### To be done
Rewrite the stretch from the line containing "task: provide the mask of every instance of the blurred" through the end of the records, replacing "even-odd rule" with "nonzero winding rule" and leaving everything else unchanged.

### Given information
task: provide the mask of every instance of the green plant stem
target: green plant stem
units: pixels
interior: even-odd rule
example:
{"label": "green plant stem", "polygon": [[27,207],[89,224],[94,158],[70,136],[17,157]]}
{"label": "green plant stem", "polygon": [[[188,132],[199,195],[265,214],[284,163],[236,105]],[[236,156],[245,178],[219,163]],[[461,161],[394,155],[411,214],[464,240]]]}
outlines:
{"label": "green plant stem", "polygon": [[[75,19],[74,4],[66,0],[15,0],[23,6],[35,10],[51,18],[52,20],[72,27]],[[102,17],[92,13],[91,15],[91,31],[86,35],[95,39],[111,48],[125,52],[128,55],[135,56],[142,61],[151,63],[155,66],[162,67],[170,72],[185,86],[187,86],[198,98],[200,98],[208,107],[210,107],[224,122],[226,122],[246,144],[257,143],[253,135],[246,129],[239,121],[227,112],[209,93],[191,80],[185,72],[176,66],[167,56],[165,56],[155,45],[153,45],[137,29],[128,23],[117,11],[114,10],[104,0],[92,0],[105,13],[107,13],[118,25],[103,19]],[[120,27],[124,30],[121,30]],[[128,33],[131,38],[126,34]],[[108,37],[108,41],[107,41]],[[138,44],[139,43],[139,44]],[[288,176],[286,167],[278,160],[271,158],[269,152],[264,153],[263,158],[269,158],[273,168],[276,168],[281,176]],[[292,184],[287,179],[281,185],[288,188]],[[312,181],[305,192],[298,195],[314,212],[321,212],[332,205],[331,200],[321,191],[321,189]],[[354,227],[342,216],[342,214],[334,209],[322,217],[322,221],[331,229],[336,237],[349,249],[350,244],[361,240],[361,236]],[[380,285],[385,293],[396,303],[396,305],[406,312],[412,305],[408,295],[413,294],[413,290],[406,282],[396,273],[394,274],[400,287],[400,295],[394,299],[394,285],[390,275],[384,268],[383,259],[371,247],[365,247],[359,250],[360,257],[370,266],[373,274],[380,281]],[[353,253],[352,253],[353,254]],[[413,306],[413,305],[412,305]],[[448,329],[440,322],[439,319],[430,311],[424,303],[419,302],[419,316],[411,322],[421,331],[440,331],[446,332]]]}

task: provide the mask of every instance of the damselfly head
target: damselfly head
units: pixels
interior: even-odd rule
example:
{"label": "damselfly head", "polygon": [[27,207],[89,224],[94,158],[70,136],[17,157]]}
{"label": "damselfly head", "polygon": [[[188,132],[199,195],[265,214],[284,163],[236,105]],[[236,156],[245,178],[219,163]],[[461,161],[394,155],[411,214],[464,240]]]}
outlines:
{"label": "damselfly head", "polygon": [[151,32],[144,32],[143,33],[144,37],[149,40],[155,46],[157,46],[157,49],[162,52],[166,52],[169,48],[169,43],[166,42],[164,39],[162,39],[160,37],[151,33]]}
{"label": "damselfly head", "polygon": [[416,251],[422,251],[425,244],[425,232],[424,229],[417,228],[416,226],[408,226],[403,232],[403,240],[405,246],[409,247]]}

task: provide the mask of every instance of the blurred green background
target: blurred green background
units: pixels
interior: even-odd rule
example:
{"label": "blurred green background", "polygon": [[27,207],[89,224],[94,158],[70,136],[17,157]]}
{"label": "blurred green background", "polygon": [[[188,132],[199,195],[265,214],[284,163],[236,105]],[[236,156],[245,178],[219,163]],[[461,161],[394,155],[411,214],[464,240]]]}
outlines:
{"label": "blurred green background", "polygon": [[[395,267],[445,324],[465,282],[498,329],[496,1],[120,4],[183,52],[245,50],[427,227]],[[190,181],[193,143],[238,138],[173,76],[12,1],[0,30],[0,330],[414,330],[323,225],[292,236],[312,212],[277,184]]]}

### Answer in full
task: provide the mask of every instance of the blurred green background
target: blurred green background
units: pixels
interior: nonzero winding rule
example:
{"label": "blurred green background", "polygon": [[27,207],[89,224],[94,158],[70,136],[17,157]]}
{"label": "blurred green background", "polygon": [[[188,132],[199,195],[265,214],[284,163],[236,105]],[[236,156],[245,178],[219,163]],[[461,161],[394,155],[411,214],[464,240]]]}
outlines:
{"label": "blurred green background", "polygon": [[[395,267],[445,324],[465,282],[498,329],[496,1],[120,4],[183,52],[245,50],[427,227]],[[190,181],[193,143],[238,138],[173,76],[12,1],[0,30],[0,330],[414,330],[323,225],[292,236],[312,212],[277,184]]]}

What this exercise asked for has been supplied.